WRITTEN INSTRUCTION: Give exactly the lines from the one with "Exercise. Identify every instance of the large" through the final line of the listing below, both included, leaving out any pictures.
::: PROVIDED MATERIAL
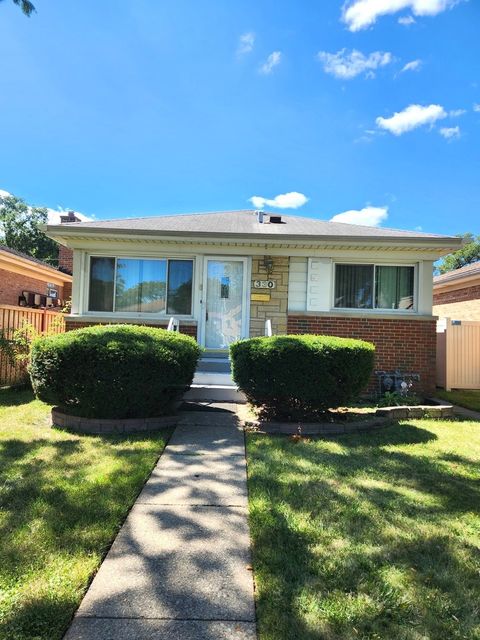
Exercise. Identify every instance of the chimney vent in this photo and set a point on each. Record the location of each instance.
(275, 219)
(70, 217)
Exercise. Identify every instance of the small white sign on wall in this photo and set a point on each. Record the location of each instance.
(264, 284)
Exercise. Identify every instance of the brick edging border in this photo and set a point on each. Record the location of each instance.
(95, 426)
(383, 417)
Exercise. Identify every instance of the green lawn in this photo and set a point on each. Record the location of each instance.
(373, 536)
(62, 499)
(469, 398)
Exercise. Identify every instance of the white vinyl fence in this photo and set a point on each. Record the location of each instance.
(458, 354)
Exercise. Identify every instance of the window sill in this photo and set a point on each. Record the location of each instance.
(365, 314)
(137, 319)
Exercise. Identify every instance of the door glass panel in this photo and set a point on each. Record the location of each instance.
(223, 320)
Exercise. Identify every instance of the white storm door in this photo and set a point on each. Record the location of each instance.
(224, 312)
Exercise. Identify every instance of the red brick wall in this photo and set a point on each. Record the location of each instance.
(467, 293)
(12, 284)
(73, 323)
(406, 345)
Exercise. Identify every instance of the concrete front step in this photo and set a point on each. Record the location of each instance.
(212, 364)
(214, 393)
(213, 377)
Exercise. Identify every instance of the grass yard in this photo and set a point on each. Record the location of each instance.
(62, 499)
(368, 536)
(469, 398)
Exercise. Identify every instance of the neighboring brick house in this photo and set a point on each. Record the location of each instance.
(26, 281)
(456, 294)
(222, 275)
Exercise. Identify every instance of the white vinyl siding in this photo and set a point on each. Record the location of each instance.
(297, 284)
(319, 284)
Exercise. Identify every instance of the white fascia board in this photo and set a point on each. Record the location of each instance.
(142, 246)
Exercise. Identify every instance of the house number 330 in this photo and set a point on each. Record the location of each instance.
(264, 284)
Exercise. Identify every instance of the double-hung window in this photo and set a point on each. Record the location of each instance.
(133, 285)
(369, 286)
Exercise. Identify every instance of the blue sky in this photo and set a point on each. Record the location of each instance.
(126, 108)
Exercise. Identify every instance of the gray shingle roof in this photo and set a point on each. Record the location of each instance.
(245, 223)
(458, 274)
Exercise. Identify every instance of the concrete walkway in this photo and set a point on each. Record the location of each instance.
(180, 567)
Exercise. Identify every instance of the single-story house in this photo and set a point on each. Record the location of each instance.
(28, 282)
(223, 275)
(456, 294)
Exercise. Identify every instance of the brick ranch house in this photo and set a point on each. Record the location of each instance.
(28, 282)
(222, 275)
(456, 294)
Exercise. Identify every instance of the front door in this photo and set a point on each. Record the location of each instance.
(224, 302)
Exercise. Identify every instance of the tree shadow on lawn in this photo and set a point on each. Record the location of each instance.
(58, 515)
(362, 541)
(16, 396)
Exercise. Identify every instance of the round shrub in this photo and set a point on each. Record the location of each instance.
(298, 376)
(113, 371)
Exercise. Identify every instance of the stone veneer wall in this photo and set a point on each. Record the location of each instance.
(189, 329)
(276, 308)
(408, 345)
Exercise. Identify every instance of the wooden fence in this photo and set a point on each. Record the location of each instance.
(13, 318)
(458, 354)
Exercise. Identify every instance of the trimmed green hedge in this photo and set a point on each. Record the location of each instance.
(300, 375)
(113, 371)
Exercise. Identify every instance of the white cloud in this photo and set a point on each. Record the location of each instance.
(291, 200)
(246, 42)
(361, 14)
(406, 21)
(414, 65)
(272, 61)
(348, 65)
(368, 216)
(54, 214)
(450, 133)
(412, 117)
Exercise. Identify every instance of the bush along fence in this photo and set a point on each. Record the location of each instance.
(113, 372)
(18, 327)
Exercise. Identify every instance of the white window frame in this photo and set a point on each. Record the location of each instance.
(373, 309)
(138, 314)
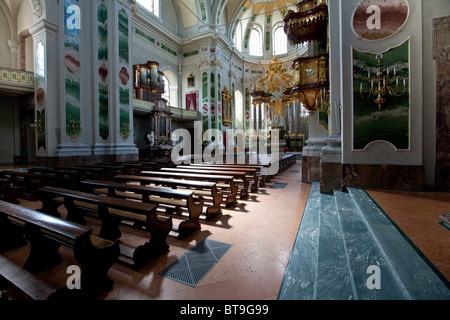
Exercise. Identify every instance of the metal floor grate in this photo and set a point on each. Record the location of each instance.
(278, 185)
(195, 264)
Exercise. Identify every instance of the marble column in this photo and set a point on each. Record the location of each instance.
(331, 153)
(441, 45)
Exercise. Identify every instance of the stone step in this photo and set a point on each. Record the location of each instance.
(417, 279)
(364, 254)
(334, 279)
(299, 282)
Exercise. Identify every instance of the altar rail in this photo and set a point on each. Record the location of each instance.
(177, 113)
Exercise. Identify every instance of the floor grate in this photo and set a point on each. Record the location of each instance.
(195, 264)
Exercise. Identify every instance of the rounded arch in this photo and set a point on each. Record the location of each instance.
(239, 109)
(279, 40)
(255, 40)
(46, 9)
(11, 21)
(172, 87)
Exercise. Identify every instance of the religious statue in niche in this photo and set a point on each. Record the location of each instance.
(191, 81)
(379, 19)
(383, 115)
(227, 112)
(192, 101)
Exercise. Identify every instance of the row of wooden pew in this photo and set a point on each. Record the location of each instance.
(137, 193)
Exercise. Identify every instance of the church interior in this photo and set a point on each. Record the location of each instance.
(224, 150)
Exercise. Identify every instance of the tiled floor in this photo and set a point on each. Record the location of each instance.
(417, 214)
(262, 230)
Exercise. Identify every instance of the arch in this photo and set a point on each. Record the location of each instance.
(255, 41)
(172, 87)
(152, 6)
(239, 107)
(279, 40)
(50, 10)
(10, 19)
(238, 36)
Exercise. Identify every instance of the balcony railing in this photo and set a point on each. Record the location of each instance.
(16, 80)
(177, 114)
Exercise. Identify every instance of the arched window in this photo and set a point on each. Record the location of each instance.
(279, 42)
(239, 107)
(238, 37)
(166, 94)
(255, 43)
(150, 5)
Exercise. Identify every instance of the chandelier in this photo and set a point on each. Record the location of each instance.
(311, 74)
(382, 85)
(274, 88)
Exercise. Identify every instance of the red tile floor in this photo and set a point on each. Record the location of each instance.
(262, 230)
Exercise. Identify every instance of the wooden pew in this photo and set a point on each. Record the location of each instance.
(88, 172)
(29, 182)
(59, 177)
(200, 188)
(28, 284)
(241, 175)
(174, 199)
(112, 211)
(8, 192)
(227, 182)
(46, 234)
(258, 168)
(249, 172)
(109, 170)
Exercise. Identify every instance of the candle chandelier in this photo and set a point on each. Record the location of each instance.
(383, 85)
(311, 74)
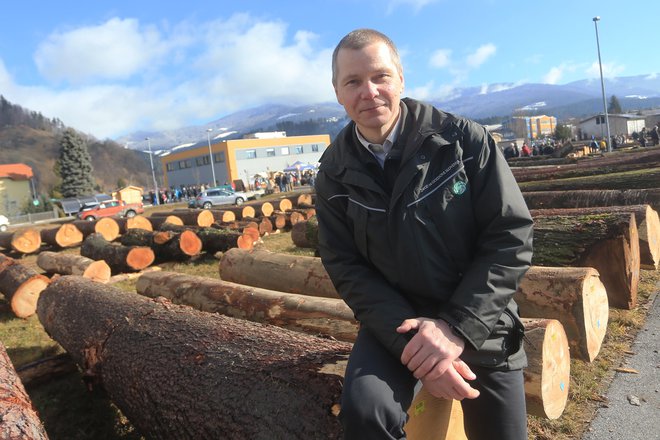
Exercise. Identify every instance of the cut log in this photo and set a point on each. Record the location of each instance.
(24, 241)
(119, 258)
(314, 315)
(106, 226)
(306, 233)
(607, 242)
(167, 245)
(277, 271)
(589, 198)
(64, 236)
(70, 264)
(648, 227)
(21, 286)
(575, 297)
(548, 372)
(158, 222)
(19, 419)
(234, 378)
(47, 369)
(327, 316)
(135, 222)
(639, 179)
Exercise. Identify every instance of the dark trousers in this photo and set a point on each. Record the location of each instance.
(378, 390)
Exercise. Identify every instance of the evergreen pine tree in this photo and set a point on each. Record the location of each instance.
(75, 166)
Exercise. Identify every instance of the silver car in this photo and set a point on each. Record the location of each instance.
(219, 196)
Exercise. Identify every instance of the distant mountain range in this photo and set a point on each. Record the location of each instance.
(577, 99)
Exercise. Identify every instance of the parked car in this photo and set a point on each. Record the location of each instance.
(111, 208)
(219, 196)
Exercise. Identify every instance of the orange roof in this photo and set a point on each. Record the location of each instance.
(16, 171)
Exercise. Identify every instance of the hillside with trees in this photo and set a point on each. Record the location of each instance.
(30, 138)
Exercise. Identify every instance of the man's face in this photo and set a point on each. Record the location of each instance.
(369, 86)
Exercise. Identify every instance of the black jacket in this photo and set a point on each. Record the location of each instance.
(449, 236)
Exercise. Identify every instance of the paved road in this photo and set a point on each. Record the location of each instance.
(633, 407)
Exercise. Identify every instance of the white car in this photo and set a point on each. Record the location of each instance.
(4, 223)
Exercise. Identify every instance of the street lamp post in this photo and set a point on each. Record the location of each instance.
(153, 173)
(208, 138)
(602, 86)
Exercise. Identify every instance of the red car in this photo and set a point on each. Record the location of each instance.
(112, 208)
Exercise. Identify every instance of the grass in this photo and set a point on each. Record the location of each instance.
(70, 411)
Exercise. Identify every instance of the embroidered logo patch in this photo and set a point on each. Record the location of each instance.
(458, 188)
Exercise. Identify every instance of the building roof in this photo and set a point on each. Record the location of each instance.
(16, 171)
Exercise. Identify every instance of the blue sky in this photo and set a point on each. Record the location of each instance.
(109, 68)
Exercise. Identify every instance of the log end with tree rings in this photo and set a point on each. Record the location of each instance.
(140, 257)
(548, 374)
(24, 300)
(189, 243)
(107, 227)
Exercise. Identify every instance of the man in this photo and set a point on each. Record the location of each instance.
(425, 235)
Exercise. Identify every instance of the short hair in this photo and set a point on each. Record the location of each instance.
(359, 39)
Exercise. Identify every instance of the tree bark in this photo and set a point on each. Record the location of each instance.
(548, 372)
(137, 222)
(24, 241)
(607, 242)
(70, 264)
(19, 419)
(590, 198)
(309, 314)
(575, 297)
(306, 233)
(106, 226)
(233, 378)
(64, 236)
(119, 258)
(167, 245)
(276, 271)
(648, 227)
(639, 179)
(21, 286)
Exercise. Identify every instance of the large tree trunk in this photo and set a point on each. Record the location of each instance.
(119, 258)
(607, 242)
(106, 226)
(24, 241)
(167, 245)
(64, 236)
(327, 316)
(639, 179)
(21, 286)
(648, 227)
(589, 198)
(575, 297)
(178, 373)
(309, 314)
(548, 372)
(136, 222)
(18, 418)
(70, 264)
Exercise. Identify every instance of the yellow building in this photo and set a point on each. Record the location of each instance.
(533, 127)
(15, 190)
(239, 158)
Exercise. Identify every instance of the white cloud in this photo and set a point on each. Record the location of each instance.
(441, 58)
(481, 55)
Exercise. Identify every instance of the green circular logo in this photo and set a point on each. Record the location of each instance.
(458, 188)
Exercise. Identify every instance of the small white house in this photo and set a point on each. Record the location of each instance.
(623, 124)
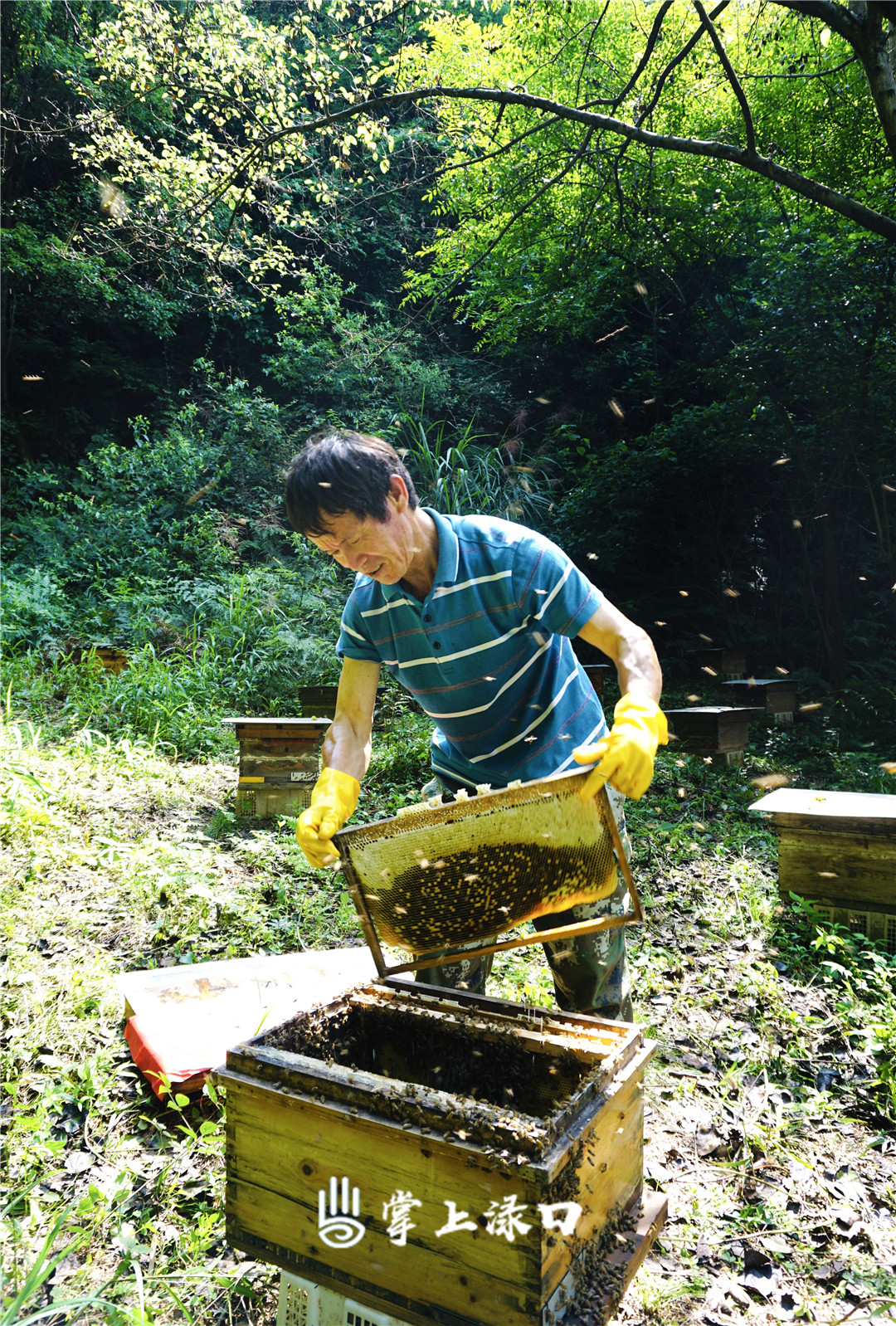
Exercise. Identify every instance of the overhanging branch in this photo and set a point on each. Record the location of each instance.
::::::
ANSWER BELOW:
Exercise. Identify every instance of the large tree trunk in this photo and set a point on each. Record the location of each instance.
(119, 258)
(607, 242)
(106, 226)
(24, 241)
(167, 245)
(64, 236)
(327, 316)
(639, 179)
(21, 286)
(648, 227)
(589, 198)
(575, 297)
(178, 373)
(309, 314)
(548, 372)
(136, 222)
(18, 418)
(70, 264)
Exercise. Identify every instance of the yellow building in this photo and set a point on each. Record the location of each instance.
(533, 127)
(15, 190)
(239, 158)
Exercise. Identify every instance of the white cloud in this photo and set a point on each. Record the location of each instance.
(441, 58)
(481, 55)
Exercise. Identify every instance of the green circular logo in this photo and set a point on each. Record the location of each instance.
(458, 188)
Exercise. Identify every instance of the small white house in this photo and set a point on each. Record the location of each instance.
(623, 124)
Exercise. Identify every instance of the overhanging branch in this photo and set a point on each. Record the location of each instance.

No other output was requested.